Beginning at the line that contains "Target: white door frame", write out every line down to the end of the records, with both ends kept and nothing added.

━━━━━ Listed entries ━━━━━

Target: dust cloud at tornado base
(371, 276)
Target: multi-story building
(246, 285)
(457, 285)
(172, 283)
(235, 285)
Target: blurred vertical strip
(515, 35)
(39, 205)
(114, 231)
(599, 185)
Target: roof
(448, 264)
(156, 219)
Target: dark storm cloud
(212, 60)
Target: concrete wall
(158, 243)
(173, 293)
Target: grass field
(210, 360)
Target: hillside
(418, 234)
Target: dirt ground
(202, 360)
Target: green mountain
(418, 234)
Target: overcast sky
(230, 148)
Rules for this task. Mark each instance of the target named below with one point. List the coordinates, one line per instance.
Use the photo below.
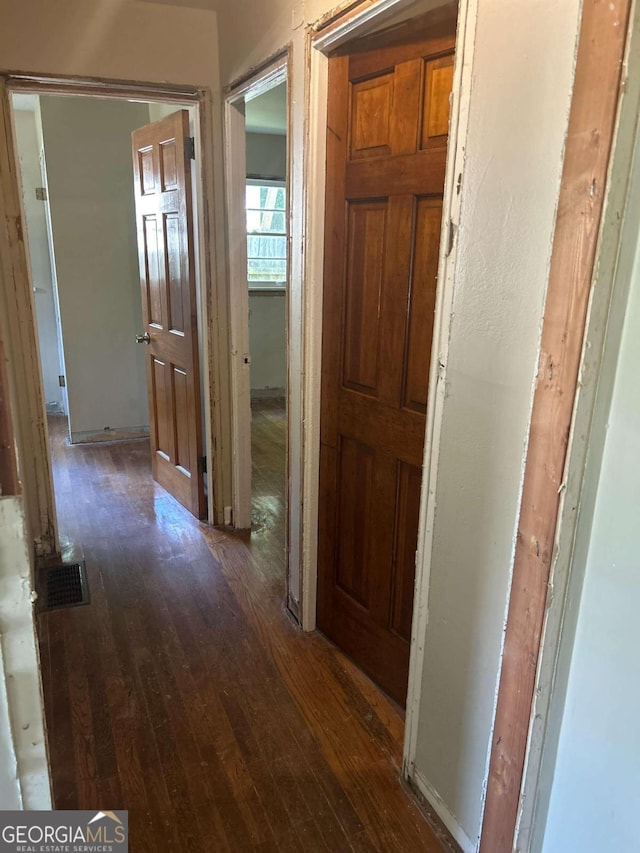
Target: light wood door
(162, 175)
(387, 131)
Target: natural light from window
(266, 235)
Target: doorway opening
(259, 213)
(101, 282)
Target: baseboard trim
(453, 834)
(117, 434)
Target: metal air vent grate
(65, 586)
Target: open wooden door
(388, 118)
(161, 165)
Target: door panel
(386, 150)
(167, 279)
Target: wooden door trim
(592, 122)
(29, 422)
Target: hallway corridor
(185, 694)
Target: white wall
(266, 155)
(24, 779)
(39, 258)
(518, 62)
(118, 41)
(268, 343)
(595, 797)
(522, 65)
(89, 170)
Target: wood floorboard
(185, 693)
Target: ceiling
(268, 112)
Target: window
(266, 235)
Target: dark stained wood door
(164, 211)
(387, 132)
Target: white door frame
(30, 423)
(274, 73)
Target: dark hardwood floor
(184, 692)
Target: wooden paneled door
(164, 219)
(388, 118)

━━━━━

▶ Answer box:
Target: white door frame
(30, 423)
(274, 73)
Target: dark hardwood floor
(184, 692)
Target: wooden paneled door
(164, 219)
(388, 118)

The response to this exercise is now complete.